*Aim*
Turn the rows below into a Markdown table with two columns, No. and Line. Number every row and leave out blank lines.

┄┄┄┄┄┄┄┄┄┄┄┄┄┄┄┄┄┄┄┄

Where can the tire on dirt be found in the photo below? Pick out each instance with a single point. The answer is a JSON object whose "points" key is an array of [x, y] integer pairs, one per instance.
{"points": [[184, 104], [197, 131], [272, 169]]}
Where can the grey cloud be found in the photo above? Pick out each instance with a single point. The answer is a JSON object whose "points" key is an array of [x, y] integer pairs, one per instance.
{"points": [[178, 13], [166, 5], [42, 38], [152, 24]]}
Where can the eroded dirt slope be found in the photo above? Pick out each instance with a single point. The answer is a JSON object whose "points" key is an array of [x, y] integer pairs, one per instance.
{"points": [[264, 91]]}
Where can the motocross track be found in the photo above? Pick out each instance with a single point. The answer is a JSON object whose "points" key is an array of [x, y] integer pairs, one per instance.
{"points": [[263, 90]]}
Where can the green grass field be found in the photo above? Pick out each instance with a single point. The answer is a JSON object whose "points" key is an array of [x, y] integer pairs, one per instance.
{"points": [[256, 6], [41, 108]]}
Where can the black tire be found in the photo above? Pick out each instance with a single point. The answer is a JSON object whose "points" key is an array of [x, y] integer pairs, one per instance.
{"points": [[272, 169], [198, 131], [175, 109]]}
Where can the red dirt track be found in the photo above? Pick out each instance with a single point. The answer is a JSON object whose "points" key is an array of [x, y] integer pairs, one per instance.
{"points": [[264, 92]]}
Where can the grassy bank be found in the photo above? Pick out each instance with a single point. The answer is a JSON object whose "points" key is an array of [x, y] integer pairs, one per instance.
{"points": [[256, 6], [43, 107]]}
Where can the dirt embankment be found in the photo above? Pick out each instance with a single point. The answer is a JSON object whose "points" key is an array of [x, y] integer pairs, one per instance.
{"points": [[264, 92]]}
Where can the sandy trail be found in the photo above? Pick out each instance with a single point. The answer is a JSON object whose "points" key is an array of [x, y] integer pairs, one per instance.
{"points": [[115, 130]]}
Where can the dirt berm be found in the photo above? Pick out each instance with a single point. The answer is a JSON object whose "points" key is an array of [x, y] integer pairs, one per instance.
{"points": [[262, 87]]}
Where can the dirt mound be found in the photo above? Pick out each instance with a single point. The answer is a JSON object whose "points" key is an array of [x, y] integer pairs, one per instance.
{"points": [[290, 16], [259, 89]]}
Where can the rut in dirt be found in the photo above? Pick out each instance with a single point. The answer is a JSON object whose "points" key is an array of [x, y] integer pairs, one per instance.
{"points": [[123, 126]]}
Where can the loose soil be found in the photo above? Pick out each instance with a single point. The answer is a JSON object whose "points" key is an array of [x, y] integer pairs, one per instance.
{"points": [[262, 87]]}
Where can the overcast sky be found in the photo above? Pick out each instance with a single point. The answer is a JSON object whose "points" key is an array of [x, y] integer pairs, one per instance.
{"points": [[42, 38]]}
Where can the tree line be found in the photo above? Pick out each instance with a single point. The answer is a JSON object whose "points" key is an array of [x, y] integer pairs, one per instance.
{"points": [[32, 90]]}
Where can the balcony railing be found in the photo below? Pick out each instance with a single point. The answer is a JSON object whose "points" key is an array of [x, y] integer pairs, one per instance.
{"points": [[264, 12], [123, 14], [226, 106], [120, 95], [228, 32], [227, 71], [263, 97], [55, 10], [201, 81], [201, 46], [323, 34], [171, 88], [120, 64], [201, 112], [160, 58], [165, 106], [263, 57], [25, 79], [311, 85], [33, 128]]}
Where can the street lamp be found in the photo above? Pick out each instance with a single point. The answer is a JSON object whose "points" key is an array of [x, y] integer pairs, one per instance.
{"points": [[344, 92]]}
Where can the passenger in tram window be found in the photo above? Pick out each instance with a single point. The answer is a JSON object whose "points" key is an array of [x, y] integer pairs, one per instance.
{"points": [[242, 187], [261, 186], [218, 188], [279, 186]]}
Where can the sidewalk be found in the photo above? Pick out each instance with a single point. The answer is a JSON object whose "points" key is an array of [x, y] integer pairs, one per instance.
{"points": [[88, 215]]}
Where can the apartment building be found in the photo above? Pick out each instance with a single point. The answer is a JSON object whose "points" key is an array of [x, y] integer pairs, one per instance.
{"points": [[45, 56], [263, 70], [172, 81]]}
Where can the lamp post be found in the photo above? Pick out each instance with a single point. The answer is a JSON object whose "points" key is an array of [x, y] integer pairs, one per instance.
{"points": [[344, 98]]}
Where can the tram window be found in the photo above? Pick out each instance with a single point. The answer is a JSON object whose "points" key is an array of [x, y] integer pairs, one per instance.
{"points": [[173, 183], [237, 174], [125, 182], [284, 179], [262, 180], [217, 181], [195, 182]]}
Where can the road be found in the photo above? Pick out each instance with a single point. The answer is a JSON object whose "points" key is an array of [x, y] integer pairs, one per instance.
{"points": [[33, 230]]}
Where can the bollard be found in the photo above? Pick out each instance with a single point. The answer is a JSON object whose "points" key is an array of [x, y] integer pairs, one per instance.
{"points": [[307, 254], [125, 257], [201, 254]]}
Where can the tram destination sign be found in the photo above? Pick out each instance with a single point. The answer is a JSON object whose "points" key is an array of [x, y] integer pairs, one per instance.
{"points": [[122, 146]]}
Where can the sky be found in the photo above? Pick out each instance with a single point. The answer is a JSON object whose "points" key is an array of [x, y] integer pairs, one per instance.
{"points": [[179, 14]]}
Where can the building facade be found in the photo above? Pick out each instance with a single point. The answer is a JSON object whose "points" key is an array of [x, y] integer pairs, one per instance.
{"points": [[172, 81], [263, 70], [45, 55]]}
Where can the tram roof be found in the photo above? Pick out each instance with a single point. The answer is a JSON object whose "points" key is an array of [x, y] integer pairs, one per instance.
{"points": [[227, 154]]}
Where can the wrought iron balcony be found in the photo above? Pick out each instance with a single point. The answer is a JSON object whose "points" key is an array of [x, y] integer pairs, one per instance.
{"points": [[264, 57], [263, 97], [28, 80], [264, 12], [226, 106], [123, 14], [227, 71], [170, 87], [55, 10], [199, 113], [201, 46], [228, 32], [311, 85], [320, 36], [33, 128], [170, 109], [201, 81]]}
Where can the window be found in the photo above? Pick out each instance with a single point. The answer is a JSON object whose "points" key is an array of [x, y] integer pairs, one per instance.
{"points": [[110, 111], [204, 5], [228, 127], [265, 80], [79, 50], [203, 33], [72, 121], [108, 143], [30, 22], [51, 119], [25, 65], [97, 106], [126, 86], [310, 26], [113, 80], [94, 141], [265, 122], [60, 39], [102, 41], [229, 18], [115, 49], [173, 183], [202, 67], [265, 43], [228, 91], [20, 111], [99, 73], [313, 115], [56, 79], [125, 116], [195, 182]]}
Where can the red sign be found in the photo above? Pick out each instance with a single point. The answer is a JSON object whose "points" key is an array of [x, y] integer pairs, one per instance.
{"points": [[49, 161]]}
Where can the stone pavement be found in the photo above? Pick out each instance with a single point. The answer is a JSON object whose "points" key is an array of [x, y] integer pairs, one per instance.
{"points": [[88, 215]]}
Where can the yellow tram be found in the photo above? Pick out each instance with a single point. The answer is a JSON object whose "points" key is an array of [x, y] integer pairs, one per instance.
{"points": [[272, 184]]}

┄┄┄┄┄┄┄┄┄┄┄┄┄┄┄┄┄┄┄┄

*Exercise response*
| No. | Line |
|---|---|
| 1 | Where can the tire on dirt be found in the photo below? Pick out each instance with a single point. The answer is a JSON object whose "points" key is an array of [x, y] integer pairs, one per instance. |
| 2 | {"points": [[184, 104], [197, 131], [272, 169]]} |
| 3 | Where can the grey cloud be found in the photo above? Pick out each instance with a single point. The answer is a JSON object whose "points" key is an array of [x, y] integer pairs, one per instance. |
| 4 | {"points": [[178, 13], [166, 5], [42, 38], [152, 24]]} |
| 5 | Where can the eroded dirt slope be found in the photo above? Pick out each instance with a single point. The answer is a JSON object whose "points" key is an array of [x, y] integer pairs, one per instance. |
| 6 | {"points": [[264, 91]]} |
| 7 | Where can the motocross track be found in the photo above? Pick out each instance with a single point. The answer is a JSON object whose "points" key is an array of [x, y] integer pairs, one per instance. |
| 8 | {"points": [[263, 90]]} |
| 9 | Where can the green grass field be found in the photo above? Pick out each instance with a single point. The answer is a JSON object whose "points" key is an array of [x, y] integer pairs, one per instance. |
| 10 | {"points": [[256, 6], [41, 108]]} |
| 11 | Where can the black tire be found in the photo above? Pick out each instance with a single point. The answer is a JSON object whose "points" key is an array of [x, y] integer pairs, one per instance. |
| 12 | {"points": [[272, 169], [198, 131], [175, 109]]} |
| 13 | Where can the red dirt track be found in the photo above? Pick out each instance with a single point. The answer is a JSON object whose "points" key is an array of [x, y] integer pairs, one per instance. |
| 14 | {"points": [[264, 92]]} |
| 15 | Where can the grassy bank be found in the photo above? Pick out each instance with a single point. The answer is a JSON object whose "points" key is an array of [x, y] integer pairs, one per instance. |
| 16 | {"points": [[256, 6], [43, 107]]} |
| 17 | Where can the dirt embankment be found in the photo above? Pick out each instance with a single point. The answer is a JSON object whose "points" key is an array of [x, y] integer pairs, one per instance. |
| 18 | {"points": [[264, 92]]} |
| 19 | Where can the sandy trail be found in the photo above? Pick out each instance with a single point. The answer is a JSON object whose "points" key is an array of [x, y] integer pairs, one per instance. |
| 20 | {"points": [[115, 130]]} |
| 21 | Where can the dirt berm be found in the photo above? Pick out each instance with a single point. The answer is a JSON object whose "points" key is an array of [x, y] integer pairs, one per instance. |
| 22 | {"points": [[262, 87]]} |
| 23 | Where can the dirt mound be found in the photo above? Pick out each instance with a single point. The answer is a JSON object whose "points" key is an array of [x, y] integer pairs, one per instance. |
| 24 | {"points": [[290, 16], [259, 89]]} |
| 25 | Where can the rut in dirt be found in the photo above? Pick out each instance with a single point. The answer is a JSON object whose "points" key is an array of [x, y] integer pairs, one per instance. |
| 26 | {"points": [[123, 126]]} |
| 27 | Where can the loose soil be found in the photo above? Pick out each instance with a single point. The answer is a JSON object whose "points" key is an array of [x, y] integer pairs, one per instance. |
| 28 | {"points": [[262, 87]]} |
| 29 | Where can the overcast sky be found in the photo above? Pick out each instance with a single point. The answer is a JSON object whose "points" key is an array of [x, y] integer pairs, one per instance. |
| 30 | {"points": [[42, 38]]} |
| 31 | Where can the tree line be found in the photo above? Pick out each instance with a single point. The answer is a JSON object whose "points" key is an array of [x, y] integer pairs, one per instance. |
| 32 | {"points": [[32, 90]]} |
| 33 | Where can the balcony railing be found in the photo below? Pick out each instance with a single point. The answer is a JSON object whose "points" key is an array of [x, y] integer pairs, one per instance. |
| 34 | {"points": [[264, 12], [123, 14], [226, 106], [120, 95], [228, 32], [227, 71], [263, 97], [55, 10], [201, 81], [201, 46], [323, 34], [171, 88], [120, 64], [201, 112], [160, 58], [165, 106], [263, 57], [25, 79], [311, 85], [33, 128]]} |
| 35 | Where can the street lamp be found in the photo above? Pick out each instance with a single point. The answer is a JSON object whose "points" key is an array of [x, y] integer pairs, one per instance. |
| 36 | {"points": [[344, 92]]} |
| 37 | Where can the passenger in tram window be found in the photo above? Pick out each instance with a single point. The answer is a JSON object whose "points" key is an array of [x, y] integer pairs, one per instance. |
| 38 | {"points": [[242, 187], [261, 186], [218, 188], [279, 186]]} |
| 39 | Where can the sidewalk be found in the photo above? Pick out each instance with a single point. The answer is a JSON object whose "points" key is an array of [x, y] integer pairs, one per instance. |
| 40 | {"points": [[88, 215]]} |
| 41 | Where can the apartment building be found in the photo above? Pick out each instance with a single point. The answer is a JSON object whose "points" key is an array of [x, y] integer pairs, one per instance. |
| 42 | {"points": [[45, 56], [263, 70], [172, 81]]} |
| 43 | Where can the lamp post be found in the photo above? Pick out each instance with a single point. The answer is a JSON object whose "points" key is an array of [x, y] integer pairs, one per instance. |
| 44 | {"points": [[344, 98]]} |
| 45 | Where can the tram window be found in the photo above? Pick out each instance with a single point. The answer is a JSON object whose "points" key is an array of [x, y] integer pairs, one per instance. |
| 46 | {"points": [[173, 183], [237, 174], [125, 182], [284, 179], [262, 180], [217, 181], [195, 182]]} |
| 47 | Where can the road be found in the photo above? Pick out each instance with a single point. The answer is a JSON object whose "points" key is an array of [x, y] integer pairs, one per instance. |
| 48 | {"points": [[33, 230]]} |
| 49 | Where can the bollard be found in the photo above? Pick out each instance with a single point. The answer is a JSON object whose "points" key is an array of [x, y] integer pairs, one per instance. |
| 50 | {"points": [[307, 254], [125, 257], [201, 254]]} |
| 51 | Where can the tram destination sign be found in the photo above? Pick out each instance with a single point. The answer is a JSON object whose "points" key is an array of [x, y] integer pairs, one per instance. |
| 52 | {"points": [[122, 146]]} |
| 53 | Where can the sky be found in the photo above? Pick out each instance with a single point. The answer is a JSON object whose "points" key is an array of [x, y] integer pairs, one per instance. |
| 54 | {"points": [[179, 14]]} |
| 55 | Where can the building facade be found in the photo above? Pick out each instance with a single point. The answer is a JSON object whose "points" key is an array of [x, y] integer pairs, one per instance. |
| 56 | {"points": [[172, 81], [263, 70], [45, 55]]} |
| 57 | Where can the tram roof be found in the photo above? Pick out each instance with a single point. The answer is a JSON object whose "points" key is an array of [x, y] integer pairs, one per instance. |
| 58 | {"points": [[227, 154]]} |
| 59 | Where can the wrought iron balcony be found in the photo above? Pick out each instance with a single point. The answer is a JSON object whose "points" key is an array of [x, y] integer pairs, one per instance. |
| 60 | {"points": [[264, 57], [263, 97], [28, 80], [264, 12], [226, 106], [123, 14], [227, 71], [170, 87], [55, 10], [199, 113], [201, 46], [228, 32], [311, 85], [320, 36], [33, 128], [170, 109], [201, 81]]} |
| 61 | Where can the window be found in the photo above? Pick out each instance with a single point. The answer is a JSON object whose "points" key is an array of [x, y] integer pairs, one per instance. |
| 62 | {"points": [[110, 111], [204, 5], [228, 127], [265, 80], [79, 50], [203, 33], [72, 121], [108, 143], [30, 22], [51, 119], [25, 65], [97, 106], [126, 86], [310, 26], [113, 80], [94, 141], [265, 122], [60, 39], [102, 41], [229, 18], [115, 49], [173, 183], [202, 67], [265, 43], [228, 91], [20, 111], [99, 73], [313, 115], [56, 79], [125, 116], [195, 182]]} |
| 63 | Where can the red sign be found in the photo above? Pick out each instance with a single point. The answer is a JSON object whose "points" key is an array of [x, y] integer pairs, one per instance. |
| 64 | {"points": [[49, 161]]} |
| 65 | Where can the stone pavement be found in the photo above? Pick out each instance with a single point. The answer is a JSON object whose "points" key is an array of [x, y] integer pairs, one per instance. |
| 66 | {"points": [[88, 215]]} |
| 67 | Where can the yellow tram be found in the photo above? Pick out each instance with a single point. The answer is a JSON object whose "points" key is an array of [x, y] integer pairs, one per instance. |
| 68 | {"points": [[272, 184]]} |